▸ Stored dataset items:
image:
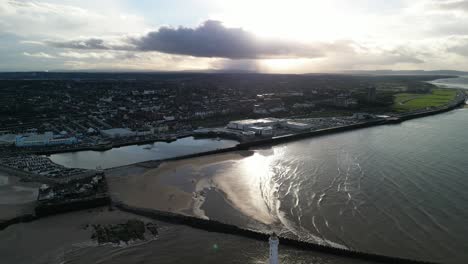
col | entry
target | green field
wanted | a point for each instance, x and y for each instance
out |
(408, 102)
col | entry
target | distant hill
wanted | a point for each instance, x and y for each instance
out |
(414, 72)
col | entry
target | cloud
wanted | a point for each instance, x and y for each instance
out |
(39, 55)
(459, 47)
(211, 40)
(51, 18)
(453, 6)
(107, 55)
(92, 43)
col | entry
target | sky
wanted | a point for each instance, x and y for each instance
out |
(275, 36)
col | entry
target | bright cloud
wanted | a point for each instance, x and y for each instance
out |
(274, 36)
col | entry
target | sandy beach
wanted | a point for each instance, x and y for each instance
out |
(16, 197)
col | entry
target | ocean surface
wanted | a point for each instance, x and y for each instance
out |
(138, 153)
(398, 190)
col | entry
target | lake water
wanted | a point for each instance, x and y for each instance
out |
(138, 153)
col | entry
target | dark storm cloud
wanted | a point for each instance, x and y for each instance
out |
(212, 39)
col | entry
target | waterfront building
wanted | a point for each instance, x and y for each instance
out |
(118, 132)
(46, 139)
(8, 139)
(273, 241)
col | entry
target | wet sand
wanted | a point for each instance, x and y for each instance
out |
(64, 239)
(176, 186)
(16, 197)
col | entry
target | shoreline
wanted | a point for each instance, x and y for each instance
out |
(221, 227)
(292, 137)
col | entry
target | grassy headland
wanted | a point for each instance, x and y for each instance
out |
(413, 101)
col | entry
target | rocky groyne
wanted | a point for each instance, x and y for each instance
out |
(216, 226)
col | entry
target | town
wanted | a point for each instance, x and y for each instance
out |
(77, 112)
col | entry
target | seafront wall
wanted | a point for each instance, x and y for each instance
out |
(19, 219)
(25, 176)
(216, 226)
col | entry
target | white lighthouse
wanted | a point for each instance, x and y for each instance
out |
(274, 249)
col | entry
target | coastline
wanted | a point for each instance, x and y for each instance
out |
(278, 140)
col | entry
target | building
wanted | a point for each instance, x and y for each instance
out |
(297, 125)
(371, 94)
(41, 140)
(118, 132)
(8, 139)
(261, 131)
(248, 123)
(273, 241)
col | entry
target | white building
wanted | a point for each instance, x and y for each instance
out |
(297, 125)
(118, 132)
(248, 123)
(274, 242)
(46, 139)
(262, 131)
(8, 139)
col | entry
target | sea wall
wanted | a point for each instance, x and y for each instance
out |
(216, 226)
(19, 219)
(25, 176)
(82, 204)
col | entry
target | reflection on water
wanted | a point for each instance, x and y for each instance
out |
(397, 190)
(138, 153)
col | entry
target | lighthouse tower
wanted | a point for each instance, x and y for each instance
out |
(273, 249)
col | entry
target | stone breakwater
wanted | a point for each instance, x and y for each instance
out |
(216, 226)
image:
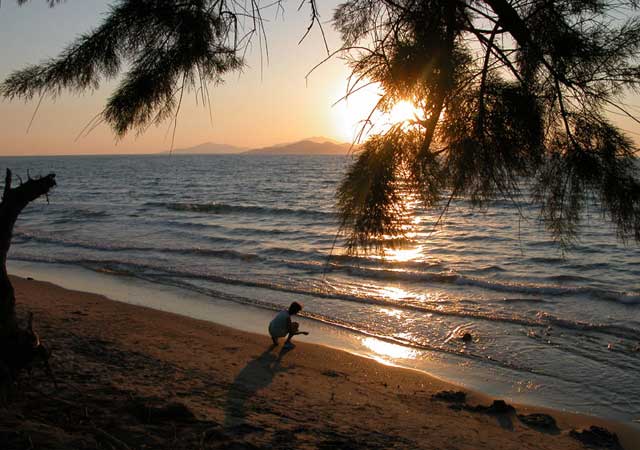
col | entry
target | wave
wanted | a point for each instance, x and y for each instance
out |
(361, 267)
(224, 208)
(164, 275)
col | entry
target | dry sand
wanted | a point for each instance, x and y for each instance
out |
(131, 377)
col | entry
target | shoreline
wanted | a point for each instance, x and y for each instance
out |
(472, 375)
(115, 357)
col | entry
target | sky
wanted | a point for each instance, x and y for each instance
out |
(268, 103)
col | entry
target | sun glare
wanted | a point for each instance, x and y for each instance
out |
(385, 352)
(403, 111)
(353, 112)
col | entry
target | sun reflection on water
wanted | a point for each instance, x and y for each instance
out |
(386, 351)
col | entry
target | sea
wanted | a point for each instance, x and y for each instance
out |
(549, 325)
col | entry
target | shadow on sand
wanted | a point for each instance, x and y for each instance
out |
(256, 375)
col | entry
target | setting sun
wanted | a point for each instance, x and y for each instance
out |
(403, 111)
(352, 114)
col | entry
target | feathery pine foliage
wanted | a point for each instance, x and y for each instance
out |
(512, 91)
(164, 46)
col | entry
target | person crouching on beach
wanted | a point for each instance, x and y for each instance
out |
(282, 326)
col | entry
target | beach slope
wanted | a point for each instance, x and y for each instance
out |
(131, 377)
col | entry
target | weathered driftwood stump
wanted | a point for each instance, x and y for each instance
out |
(19, 347)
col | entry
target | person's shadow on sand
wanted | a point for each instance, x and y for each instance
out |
(256, 375)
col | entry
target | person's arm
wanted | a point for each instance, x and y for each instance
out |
(290, 329)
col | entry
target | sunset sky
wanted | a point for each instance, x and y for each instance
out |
(251, 109)
(254, 108)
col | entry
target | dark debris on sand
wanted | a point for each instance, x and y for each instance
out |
(450, 396)
(597, 437)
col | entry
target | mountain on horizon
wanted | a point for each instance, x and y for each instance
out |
(311, 146)
(316, 145)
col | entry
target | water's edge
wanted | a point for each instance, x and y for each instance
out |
(489, 380)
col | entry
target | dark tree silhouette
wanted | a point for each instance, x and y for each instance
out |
(14, 200)
(512, 91)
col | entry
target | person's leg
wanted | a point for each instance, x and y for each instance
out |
(294, 330)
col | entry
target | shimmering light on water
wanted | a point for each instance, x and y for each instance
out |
(404, 254)
(387, 350)
(258, 231)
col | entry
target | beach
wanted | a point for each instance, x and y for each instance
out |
(134, 377)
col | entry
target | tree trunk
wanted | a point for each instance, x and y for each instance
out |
(13, 202)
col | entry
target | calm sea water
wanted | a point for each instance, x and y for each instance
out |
(258, 230)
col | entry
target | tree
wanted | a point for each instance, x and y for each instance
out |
(511, 91)
(169, 47)
(514, 92)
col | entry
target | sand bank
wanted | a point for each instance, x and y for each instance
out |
(133, 377)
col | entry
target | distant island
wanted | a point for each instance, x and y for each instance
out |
(305, 147)
(310, 146)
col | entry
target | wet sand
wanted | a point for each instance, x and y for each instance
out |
(132, 377)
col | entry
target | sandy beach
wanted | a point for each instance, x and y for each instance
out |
(131, 377)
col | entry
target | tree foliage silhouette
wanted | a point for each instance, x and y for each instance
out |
(514, 93)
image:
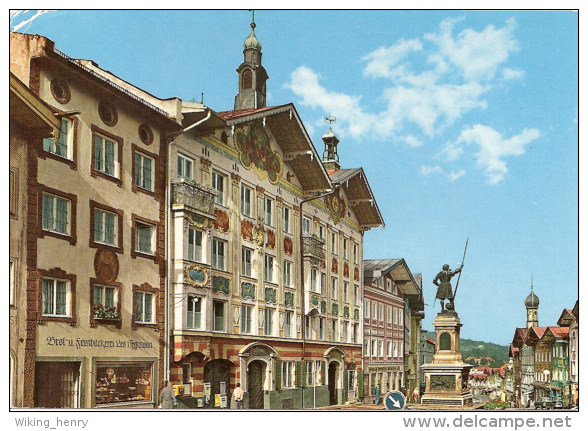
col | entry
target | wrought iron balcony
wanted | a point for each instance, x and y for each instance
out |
(195, 196)
(313, 247)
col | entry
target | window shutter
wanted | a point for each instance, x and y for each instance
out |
(300, 374)
(278, 375)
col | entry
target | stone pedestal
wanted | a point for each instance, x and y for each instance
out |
(446, 378)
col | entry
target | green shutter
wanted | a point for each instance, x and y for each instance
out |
(360, 384)
(278, 375)
(301, 374)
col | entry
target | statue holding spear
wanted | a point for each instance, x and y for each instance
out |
(443, 283)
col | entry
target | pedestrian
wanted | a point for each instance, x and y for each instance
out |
(238, 396)
(167, 398)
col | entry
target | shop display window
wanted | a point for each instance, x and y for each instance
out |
(123, 382)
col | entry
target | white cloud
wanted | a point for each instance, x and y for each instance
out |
(381, 60)
(476, 54)
(493, 148)
(427, 170)
(412, 141)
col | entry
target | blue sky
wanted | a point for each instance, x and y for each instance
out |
(466, 123)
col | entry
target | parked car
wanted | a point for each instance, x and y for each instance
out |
(546, 403)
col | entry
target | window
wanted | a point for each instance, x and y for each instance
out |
(246, 319)
(218, 182)
(55, 297)
(64, 146)
(333, 242)
(194, 315)
(143, 169)
(218, 310)
(144, 237)
(314, 286)
(288, 370)
(144, 302)
(194, 244)
(106, 155)
(268, 211)
(268, 321)
(286, 219)
(185, 165)
(12, 281)
(218, 254)
(287, 273)
(105, 227)
(56, 214)
(288, 324)
(246, 261)
(269, 268)
(245, 201)
(306, 226)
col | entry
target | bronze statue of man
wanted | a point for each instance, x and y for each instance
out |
(443, 283)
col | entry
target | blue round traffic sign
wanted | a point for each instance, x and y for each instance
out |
(394, 400)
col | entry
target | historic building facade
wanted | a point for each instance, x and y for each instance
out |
(30, 120)
(266, 241)
(95, 255)
(391, 331)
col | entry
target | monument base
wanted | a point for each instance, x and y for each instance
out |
(447, 385)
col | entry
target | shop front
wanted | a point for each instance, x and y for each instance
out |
(82, 369)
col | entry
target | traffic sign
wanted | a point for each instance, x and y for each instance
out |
(395, 400)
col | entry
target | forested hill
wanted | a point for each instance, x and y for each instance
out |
(481, 353)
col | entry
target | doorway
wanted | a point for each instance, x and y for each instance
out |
(57, 384)
(333, 378)
(218, 374)
(255, 383)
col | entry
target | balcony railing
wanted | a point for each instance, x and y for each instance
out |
(195, 196)
(313, 247)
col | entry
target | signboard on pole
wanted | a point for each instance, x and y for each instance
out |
(395, 400)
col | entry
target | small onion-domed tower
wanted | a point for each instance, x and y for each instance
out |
(532, 305)
(252, 75)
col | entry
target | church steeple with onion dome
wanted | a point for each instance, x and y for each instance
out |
(252, 75)
(532, 305)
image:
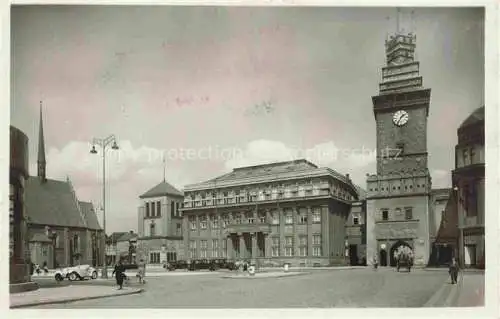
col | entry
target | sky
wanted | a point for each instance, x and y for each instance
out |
(214, 88)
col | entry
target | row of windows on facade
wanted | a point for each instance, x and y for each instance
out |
(289, 246)
(249, 218)
(397, 187)
(408, 213)
(153, 209)
(152, 229)
(273, 192)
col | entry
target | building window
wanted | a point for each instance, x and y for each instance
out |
(192, 249)
(171, 256)
(355, 220)
(465, 155)
(203, 248)
(303, 251)
(154, 258)
(152, 229)
(385, 214)
(275, 246)
(302, 218)
(275, 218)
(317, 239)
(214, 220)
(408, 213)
(215, 248)
(316, 251)
(192, 222)
(316, 216)
(203, 222)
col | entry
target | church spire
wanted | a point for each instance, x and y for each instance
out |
(41, 149)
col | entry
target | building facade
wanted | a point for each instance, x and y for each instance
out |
(288, 212)
(61, 230)
(19, 274)
(160, 225)
(469, 184)
(399, 207)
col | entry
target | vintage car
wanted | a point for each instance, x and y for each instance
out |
(79, 272)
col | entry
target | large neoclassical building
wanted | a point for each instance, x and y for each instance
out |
(289, 212)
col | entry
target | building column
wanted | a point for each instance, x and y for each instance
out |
(295, 233)
(242, 245)
(267, 246)
(282, 232)
(325, 231)
(309, 231)
(254, 245)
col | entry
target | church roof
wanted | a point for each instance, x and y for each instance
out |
(40, 238)
(90, 216)
(267, 169)
(52, 203)
(162, 189)
(475, 117)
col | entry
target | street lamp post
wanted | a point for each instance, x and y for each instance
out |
(104, 143)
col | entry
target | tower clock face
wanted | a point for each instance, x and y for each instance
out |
(400, 118)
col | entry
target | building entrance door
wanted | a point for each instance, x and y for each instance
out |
(353, 255)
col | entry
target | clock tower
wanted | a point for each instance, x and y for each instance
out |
(398, 195)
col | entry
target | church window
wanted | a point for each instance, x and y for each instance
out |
(152, 229)
(385, 214)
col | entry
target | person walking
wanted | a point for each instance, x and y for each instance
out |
(141, 271)
(119, 273)
(453, 271)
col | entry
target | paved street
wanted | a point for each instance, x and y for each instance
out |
(325, 288)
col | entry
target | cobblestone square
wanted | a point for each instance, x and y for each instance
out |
(317, 289)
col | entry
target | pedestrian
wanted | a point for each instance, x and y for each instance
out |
(119, 273)
(453, 271)
(141, 271)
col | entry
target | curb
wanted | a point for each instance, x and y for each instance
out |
(265, 277)
(446, 295)
(50, 302)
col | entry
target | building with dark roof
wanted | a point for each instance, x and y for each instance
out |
(19, 274)
(160, 224)
(288, 212)
(62, 230)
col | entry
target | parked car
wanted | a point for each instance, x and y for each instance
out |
(173, 265)
(79, 272)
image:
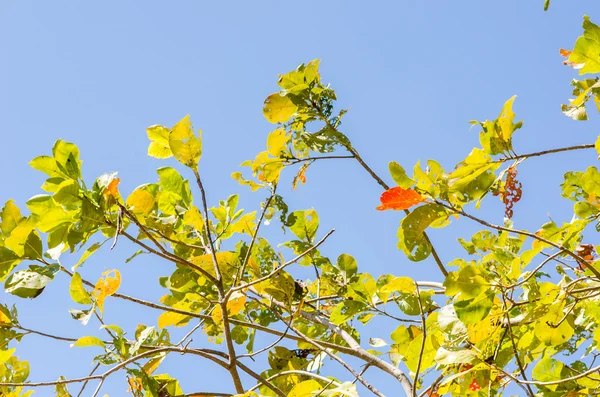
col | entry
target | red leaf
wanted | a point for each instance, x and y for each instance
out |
(113, 188)
(398, 198)
(564, 53)
(474, 386)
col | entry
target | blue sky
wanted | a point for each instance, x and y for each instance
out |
(412, 73)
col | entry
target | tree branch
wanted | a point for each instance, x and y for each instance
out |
(222, 296)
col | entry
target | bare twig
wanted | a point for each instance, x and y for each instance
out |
(422, 349)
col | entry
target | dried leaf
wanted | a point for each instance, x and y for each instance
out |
(398, 198)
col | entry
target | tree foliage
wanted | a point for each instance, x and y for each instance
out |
(518, 310)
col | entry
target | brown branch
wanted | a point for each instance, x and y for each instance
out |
(422, 351)
(515, 350)
(355, 348)
(298, 372)
(380, 181)
(240, 274)
(521, 232)
(239, 387)
(544, 152)
(115, 368)
(280, 268)
(370, 387)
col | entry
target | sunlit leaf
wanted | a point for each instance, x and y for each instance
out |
(398, 198)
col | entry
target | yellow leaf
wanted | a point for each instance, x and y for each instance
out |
(549, 331)
(106, 286)
(6, 354)
(246, 224)
(267, 167)
(4, 319)
(153, 364)
(228, 262)
(217, 314)
(192, 217)
(235, 304)
(305, 389)
(276, 142)
(184, 144)
(167, 319)
(141, 202)
(278, 108)
(159, 147)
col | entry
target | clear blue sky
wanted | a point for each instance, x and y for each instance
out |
(413, 74)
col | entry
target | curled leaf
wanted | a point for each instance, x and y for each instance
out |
(398, 198)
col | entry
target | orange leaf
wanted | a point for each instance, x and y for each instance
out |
(564, 53)
(398, 198)
(474, 386)
(113, 188)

▸ Required action:
If a line above contains the word "street", list it.

▸ Completed task:
target | street lamp post
target | paved street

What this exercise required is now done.